Les étudiants s’intéressent à la ruralité, la médecine de campagne et la pertinence des CPTS
Si d’aucuns pourraient reprocher aux jeunes pousses de la médecine et de la pharmacie de n’avoir encore qu’une vision très limitée du terrain, ce n’est pas le cas des étudiants et internes qui ont répondu à l’invitation de la FNIM. Que ce soit Gautier Davrainville--Simonato ou Antoine Reydellet, ils ont l’habitude de sillonner la France pour aller à la rencontre des futurs médecins, futurs pharmaciens, praticiens déjà en exercice, élus locaux, institutionnels... Le président de l’ISNI a ainsi profité de son été pour circuler dans une soixantaine de départements et prendre le pouls des professionnels de santé. Nous l’avons fait dans les Pyrénées-Atlantiques et l’on obtient déjà des résultats, ne serait-ce qu’en termes de communication et d’échanges entre les différents acteurs du système de santé au niveau de ce département. » Parce que les étudiants s’interrogent aussi sur la ruralité, l’avenir de la médecine de campagne, la pertinence des Communautés professionnelles territoriales de santé (CPTS) pour optimiser l’offre de soins… « Dans le cadre de l’examen de la loi santé 2022, Il a fallu 186 amendements rien que pour savoir qui allait diriger ces CPTS », ironise Antoine Reydellet. « Alors que le vrai problème, poursuit-il, c’est d’expliquer à quoi peuvent servir ces CPTS. Comment elles peuvent fonctionner en impliquant les internes. » Avis partagé par Gautier Davrainville--Simonato : « Les CPTS ont, en outre, un rôle à jouer dans la refonte des services d’urgences, complète-t-il. Ne serait-ce que pour mieux organiser la prise en charge des patients en amont et en aval d’une arrivée aux urgences. » « Surtout à l’heure où les médecins installés en zone rurale ne veulent plus travailler seuls, ni se sentir seuls, renchérit le président de l’ISNI. C’est d’ailleurs ce qui n’incite pas les jeunes médecins à visser leur plaque dans les campagnes : ils veulent des liens avec l’hôpital de proximité et avec les médecins libéraux les plus proches de leur cabinet. » Tout un maillage, donc, à réorganiser, redynamiser, et les étudiants réclament des stages au sein de ces CPTS qui se mettent peu à peu en place.

» Votre consigne:
Reprenez le texte ci-dessus sur les étudiants, la médecine rurale et les CPTS, et poursuivez-le après sa dernière phrase.

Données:
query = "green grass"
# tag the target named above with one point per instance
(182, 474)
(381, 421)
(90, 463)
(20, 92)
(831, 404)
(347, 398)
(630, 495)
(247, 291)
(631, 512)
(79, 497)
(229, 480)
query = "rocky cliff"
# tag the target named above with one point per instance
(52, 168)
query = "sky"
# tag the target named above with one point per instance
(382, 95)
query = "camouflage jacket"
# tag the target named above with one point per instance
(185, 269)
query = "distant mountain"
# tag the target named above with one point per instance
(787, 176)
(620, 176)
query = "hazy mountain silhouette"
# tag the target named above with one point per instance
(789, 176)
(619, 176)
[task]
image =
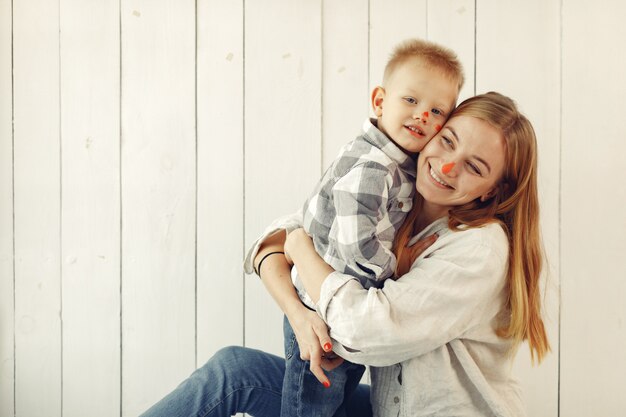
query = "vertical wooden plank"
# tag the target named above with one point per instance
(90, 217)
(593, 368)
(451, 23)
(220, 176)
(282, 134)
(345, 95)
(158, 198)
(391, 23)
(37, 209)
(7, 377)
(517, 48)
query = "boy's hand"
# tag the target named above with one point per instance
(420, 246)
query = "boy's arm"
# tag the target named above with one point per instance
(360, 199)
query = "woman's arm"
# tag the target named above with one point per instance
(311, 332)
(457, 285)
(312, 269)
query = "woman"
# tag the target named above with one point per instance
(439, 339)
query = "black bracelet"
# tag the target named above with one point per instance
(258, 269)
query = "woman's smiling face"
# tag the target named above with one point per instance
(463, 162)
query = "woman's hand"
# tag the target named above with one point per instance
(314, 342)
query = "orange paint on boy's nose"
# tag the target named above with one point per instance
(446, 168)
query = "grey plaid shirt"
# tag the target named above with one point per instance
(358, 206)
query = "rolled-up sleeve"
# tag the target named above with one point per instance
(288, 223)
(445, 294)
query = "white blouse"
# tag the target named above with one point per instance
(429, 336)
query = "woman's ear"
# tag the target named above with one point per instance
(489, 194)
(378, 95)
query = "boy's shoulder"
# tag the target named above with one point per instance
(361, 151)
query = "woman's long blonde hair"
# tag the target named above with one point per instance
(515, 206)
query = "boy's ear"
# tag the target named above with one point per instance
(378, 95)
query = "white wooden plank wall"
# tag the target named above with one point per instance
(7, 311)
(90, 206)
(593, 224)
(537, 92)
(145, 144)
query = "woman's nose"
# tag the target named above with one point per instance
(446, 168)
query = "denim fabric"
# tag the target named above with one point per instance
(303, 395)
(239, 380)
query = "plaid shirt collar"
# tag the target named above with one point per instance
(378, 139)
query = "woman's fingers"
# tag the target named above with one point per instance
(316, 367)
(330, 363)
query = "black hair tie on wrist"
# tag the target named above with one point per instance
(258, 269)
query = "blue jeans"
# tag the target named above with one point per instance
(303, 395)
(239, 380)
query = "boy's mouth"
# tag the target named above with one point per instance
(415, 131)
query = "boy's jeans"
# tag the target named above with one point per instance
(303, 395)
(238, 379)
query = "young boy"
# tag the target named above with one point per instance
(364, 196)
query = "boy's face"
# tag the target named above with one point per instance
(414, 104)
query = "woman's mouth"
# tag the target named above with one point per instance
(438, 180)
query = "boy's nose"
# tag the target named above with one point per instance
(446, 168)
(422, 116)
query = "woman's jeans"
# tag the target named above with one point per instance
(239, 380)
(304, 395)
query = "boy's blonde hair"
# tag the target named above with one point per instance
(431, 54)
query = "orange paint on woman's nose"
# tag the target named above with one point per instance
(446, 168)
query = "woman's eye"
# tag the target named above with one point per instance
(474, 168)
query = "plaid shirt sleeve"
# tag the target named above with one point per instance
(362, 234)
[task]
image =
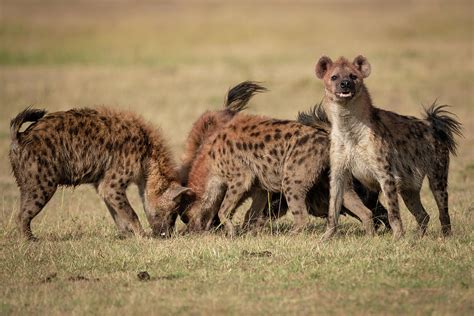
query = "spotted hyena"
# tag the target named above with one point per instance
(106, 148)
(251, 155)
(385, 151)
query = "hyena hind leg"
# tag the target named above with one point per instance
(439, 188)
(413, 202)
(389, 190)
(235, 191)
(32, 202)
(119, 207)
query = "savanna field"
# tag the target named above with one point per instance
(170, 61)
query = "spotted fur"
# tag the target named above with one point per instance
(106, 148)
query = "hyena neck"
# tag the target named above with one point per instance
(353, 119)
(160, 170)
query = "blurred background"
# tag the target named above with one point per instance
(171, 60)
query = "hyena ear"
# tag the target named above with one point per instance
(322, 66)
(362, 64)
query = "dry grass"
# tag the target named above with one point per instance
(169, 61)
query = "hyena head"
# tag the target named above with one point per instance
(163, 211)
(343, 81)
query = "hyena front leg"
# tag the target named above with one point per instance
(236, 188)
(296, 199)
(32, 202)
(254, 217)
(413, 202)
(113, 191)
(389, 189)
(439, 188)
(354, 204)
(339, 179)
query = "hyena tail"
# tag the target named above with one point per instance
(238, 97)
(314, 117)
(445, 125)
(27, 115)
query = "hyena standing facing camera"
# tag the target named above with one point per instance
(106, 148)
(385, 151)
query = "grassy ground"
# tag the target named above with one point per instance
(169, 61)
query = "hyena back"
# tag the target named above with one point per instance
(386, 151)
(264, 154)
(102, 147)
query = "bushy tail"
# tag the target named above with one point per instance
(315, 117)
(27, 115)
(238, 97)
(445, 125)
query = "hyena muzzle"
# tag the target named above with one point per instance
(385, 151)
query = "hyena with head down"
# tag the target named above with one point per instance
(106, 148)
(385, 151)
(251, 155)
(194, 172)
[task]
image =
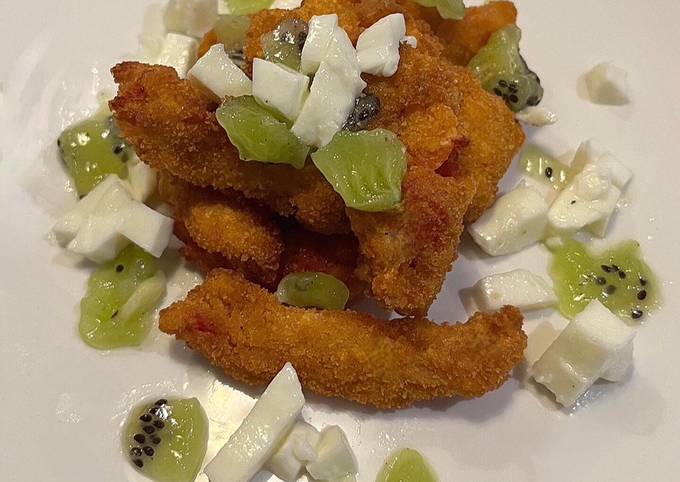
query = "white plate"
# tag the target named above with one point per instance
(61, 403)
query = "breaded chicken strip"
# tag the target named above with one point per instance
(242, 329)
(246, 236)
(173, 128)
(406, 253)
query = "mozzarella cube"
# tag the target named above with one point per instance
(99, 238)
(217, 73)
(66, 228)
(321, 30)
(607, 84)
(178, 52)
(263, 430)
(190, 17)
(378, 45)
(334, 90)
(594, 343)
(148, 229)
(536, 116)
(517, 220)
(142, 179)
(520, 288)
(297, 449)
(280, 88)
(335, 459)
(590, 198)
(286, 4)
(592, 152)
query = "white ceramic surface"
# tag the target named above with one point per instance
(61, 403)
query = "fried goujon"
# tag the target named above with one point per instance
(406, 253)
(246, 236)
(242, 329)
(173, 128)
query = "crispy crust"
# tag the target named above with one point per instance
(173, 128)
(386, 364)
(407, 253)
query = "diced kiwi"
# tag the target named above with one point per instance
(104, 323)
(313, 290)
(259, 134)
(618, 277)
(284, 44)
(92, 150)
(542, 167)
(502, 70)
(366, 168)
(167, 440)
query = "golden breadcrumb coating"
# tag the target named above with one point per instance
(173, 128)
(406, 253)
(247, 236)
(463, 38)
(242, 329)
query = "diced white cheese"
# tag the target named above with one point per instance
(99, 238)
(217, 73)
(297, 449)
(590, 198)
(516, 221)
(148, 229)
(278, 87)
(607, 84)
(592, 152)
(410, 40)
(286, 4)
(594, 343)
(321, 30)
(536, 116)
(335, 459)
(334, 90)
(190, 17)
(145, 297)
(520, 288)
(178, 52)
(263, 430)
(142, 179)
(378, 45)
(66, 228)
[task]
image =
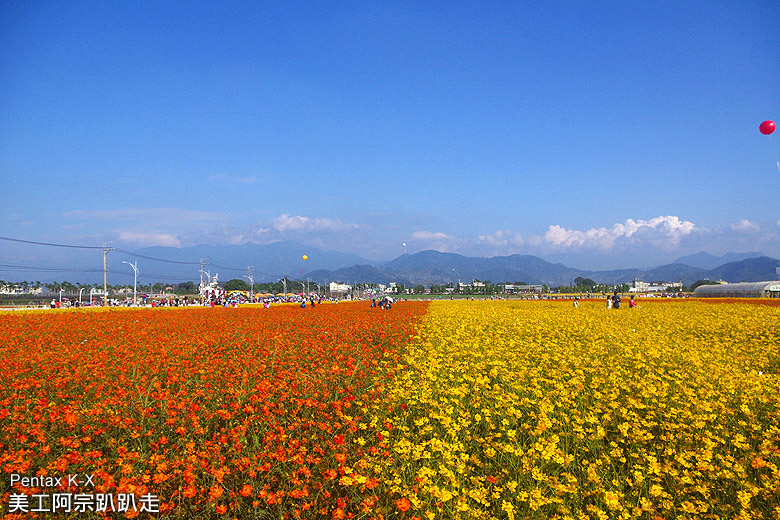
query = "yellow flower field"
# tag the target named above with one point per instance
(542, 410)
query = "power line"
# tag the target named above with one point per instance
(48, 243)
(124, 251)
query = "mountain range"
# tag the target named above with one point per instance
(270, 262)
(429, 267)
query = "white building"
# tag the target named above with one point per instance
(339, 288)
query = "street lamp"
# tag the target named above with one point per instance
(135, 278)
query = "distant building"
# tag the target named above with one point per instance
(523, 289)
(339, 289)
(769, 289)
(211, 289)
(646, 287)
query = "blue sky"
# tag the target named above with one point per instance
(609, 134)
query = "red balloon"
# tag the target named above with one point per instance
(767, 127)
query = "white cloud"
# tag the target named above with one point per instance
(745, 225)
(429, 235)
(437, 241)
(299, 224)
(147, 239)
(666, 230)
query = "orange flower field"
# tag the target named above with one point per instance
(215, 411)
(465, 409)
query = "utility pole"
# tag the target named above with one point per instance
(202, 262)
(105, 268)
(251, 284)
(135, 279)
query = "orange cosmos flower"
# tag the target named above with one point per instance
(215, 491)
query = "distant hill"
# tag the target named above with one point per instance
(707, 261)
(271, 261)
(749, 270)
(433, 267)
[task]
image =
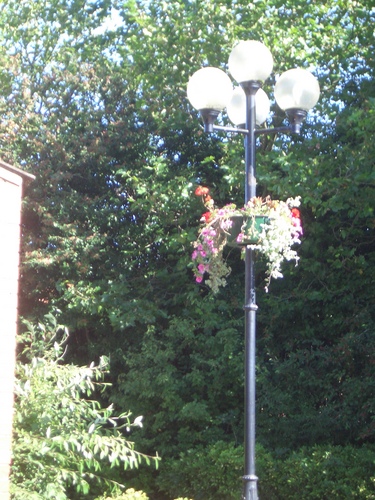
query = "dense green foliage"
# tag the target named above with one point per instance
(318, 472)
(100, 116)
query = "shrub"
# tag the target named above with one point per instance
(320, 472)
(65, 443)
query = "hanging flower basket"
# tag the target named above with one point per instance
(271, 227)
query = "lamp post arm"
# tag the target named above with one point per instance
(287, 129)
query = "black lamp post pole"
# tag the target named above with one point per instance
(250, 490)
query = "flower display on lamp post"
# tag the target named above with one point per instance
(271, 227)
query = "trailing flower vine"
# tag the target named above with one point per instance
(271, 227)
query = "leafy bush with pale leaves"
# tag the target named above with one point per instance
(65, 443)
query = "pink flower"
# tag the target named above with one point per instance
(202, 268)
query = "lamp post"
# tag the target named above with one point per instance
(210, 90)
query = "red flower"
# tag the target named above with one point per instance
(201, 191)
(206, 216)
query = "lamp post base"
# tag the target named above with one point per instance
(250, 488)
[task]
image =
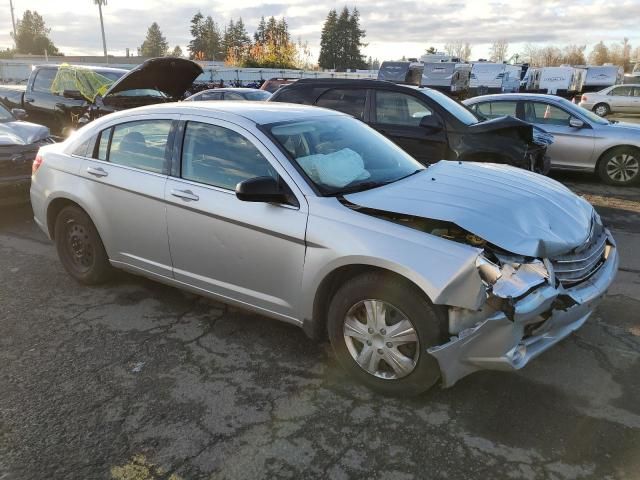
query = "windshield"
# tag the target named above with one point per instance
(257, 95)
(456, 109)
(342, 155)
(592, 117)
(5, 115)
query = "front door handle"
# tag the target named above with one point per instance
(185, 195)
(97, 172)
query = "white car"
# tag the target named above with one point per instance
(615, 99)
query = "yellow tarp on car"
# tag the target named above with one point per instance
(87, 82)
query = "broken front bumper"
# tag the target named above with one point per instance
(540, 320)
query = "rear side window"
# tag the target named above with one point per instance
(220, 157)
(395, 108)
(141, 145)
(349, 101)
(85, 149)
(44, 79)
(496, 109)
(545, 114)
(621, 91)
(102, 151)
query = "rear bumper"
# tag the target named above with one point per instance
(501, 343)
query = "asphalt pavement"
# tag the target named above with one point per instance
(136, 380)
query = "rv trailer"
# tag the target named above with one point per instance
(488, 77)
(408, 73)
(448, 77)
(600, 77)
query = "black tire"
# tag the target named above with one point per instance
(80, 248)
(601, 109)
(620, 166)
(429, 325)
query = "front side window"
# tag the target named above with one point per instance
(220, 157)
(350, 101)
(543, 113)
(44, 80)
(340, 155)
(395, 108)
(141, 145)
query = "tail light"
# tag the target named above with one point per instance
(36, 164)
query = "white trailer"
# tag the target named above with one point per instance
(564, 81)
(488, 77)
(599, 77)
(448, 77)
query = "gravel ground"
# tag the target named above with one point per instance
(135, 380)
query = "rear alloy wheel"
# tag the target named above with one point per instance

» Réponse attendue:
« On parle de 20 000 postes vacants de médecins dans les hôpitaux en France »
« Il faut redonner envie aux professionnels de santé d’aller travailler chaque matin. » C’est le message que les étudiants et internes ont voulu faire passer en venant débattre à la FNIM le 25 septembre dernier. « Parce que ce n’est pas normal, qu’en Eure-et-Loir, on soit passé de 7 médecins à temps partiel en 2018 à 18 en 2020 », explique Antoine Reydellet. Pas normal non plus que « beaucoup de chefs de service soient en manque d’assistants, parce que les carrières hospitalo-universitaires n’attirent plus », constate Lucas Denis. « On parle de 20 000 postes vacants de médecins dans les hôpitaux en France, rappelle le président de l’ISNI. Or, un médecin peut travailler en dehors de l’hôpital, mais un hôpital ne peut pas fonctionner sans médecins. » A cela s’ajoute des carabins de plus en plus démotivés : « On perd 20 % d’étudiants entre le 2e et la 6e année de médecine », souligne encore Antoine Reydellet. Les syndicats d’étudiants et d’interne pointent du doigt « la logique comptable » qui asphyxie les CHU. Conséquence : « Nous avons été approchés par Care pour former des internes », confie le président de l’ISNI. Il raconte, par ailleurs, que lors d’un stage au CERN (Organisation européenne pour la recherche nucléaire), en Suisse, on lui a d’emblée accordé « une prime de précarité », au regard de son salaire d’interne en France. « Ils voulaient aussi m’embaucher à 24 000 euros par mois, nets d’impôts », ajoute l’intéressé. Ce qui en dit long sur l’écart des salaires d’un pays frontalier à un autre. Ce qui explique aussi pourquoi « la médecine n’est plus attractive en France », reprend Antoine Reydellet. « Même si on a le meilleur système de santé au monde », conclut Gautier Davrainville--Simonato.